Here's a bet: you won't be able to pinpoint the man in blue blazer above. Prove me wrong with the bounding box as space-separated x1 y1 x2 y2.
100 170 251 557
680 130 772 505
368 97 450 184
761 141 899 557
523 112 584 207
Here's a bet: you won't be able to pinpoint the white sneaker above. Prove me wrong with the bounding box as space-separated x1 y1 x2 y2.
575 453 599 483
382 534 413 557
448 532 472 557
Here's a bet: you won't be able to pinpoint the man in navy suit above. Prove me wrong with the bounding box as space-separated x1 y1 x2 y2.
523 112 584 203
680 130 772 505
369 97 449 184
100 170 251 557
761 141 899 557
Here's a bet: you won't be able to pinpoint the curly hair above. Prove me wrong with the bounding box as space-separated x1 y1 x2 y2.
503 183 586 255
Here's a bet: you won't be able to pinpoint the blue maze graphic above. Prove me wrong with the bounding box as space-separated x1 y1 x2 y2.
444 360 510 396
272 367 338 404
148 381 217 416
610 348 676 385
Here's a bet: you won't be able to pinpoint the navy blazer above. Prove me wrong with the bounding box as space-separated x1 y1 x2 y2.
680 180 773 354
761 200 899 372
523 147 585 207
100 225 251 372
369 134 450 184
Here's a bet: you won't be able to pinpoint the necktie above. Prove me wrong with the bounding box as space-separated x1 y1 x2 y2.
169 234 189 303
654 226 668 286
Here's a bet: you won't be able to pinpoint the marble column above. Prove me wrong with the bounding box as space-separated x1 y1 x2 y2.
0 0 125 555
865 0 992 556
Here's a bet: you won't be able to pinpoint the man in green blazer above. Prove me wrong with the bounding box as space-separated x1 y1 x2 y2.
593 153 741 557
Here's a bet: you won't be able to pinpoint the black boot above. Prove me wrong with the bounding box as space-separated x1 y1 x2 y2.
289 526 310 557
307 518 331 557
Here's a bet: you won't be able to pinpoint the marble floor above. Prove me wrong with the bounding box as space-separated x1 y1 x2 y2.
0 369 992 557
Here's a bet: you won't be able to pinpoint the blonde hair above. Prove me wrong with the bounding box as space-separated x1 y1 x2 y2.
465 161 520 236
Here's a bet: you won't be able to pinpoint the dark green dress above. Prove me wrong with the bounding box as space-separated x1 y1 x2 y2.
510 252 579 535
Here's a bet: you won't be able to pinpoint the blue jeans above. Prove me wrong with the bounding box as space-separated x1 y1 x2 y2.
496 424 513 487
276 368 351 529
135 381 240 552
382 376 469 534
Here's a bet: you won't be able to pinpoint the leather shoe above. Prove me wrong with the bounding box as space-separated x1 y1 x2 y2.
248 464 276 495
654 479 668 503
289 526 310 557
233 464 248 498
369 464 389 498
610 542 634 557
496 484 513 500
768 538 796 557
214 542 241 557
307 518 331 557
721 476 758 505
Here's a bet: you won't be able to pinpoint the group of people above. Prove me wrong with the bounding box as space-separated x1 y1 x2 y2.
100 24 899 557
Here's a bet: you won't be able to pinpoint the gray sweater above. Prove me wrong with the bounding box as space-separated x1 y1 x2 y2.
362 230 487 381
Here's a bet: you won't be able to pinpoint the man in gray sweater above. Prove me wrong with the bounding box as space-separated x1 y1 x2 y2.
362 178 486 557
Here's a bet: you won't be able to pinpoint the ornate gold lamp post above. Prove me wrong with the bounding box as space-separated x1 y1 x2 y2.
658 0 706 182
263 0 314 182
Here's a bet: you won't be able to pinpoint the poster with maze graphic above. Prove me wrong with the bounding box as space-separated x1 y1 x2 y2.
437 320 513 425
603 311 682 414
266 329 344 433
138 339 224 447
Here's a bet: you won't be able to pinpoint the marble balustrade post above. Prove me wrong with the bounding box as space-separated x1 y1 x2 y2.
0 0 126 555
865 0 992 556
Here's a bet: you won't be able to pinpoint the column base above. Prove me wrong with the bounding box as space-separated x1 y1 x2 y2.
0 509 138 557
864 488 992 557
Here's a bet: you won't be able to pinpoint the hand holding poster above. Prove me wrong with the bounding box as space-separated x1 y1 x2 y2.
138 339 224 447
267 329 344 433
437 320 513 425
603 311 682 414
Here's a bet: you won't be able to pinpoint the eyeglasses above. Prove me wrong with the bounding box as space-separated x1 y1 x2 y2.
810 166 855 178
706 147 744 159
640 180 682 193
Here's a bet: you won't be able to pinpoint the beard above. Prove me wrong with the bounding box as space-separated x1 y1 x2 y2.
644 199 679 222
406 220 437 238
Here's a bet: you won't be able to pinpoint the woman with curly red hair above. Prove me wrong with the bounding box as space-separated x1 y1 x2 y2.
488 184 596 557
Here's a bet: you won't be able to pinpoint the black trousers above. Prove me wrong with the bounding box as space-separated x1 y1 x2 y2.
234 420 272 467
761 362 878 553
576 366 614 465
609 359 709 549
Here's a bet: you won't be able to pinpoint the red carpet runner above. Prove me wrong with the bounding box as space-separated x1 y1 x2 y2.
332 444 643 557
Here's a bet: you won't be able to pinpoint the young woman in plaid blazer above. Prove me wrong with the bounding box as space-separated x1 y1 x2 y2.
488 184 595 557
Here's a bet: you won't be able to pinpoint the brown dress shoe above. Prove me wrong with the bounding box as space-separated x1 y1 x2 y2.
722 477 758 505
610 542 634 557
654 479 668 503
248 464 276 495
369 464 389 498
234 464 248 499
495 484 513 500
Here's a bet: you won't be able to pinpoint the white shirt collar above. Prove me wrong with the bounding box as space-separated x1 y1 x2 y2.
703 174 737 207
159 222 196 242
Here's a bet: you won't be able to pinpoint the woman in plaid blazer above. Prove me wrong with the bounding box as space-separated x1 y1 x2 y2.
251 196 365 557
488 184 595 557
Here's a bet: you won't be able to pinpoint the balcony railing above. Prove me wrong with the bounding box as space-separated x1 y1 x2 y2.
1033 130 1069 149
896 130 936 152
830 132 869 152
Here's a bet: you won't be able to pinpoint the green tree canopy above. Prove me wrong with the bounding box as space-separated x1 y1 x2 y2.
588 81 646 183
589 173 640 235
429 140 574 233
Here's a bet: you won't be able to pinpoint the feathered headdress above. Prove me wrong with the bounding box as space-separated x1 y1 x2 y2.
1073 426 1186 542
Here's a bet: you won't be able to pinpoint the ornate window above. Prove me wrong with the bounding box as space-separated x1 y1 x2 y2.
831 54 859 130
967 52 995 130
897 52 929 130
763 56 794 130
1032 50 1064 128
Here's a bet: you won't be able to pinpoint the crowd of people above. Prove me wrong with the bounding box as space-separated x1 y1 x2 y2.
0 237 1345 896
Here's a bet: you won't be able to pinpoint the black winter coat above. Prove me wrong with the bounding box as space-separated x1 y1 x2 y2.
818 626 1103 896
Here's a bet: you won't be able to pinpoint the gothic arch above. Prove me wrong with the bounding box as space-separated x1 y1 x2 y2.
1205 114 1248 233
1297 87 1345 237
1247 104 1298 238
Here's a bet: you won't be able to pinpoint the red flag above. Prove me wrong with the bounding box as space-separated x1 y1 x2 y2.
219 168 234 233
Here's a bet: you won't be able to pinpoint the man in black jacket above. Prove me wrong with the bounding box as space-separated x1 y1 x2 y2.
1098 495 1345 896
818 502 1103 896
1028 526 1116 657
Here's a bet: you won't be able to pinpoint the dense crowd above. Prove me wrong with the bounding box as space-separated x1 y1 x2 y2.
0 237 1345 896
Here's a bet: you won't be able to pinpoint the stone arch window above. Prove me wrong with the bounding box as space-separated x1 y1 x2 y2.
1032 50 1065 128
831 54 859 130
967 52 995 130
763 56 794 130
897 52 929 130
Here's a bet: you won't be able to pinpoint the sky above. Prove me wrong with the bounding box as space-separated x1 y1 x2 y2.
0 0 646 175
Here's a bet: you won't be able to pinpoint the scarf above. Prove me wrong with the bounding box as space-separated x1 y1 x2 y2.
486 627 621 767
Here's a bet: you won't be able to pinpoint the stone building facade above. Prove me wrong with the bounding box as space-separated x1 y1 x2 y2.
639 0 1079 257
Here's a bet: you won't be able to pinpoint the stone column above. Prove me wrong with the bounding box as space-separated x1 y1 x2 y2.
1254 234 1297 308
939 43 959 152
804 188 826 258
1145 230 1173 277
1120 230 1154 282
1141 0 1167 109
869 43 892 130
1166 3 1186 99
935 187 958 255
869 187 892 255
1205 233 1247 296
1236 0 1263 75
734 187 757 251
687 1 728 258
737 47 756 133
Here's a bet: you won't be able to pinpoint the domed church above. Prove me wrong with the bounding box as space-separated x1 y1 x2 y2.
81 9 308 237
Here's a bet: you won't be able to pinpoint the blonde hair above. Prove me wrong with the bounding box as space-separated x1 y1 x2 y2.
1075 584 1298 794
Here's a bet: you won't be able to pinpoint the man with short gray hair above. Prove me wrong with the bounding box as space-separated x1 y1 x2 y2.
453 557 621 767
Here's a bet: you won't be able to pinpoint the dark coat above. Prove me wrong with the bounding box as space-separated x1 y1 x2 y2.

_Your goal_
Please duplicate the entries above, word for word, from the line containing "the red flag" through the line containing "1028 526 1116 657", including both of those lines.

_Solution to the problem_
Here's a bet: you won't be able to pinpoint the red flag above. Prove me wrong with the bounding box as space-separated x1 y1 x2 y2.
219 168 234 233
Here's a bet: you won't be able to pinpoint the man in black jacket above. Prove me wrong with the bounding box as space-separated x1 y1 x2 y2.
1098 495 1345 896
818 502 1103 896
1028 526 1116 657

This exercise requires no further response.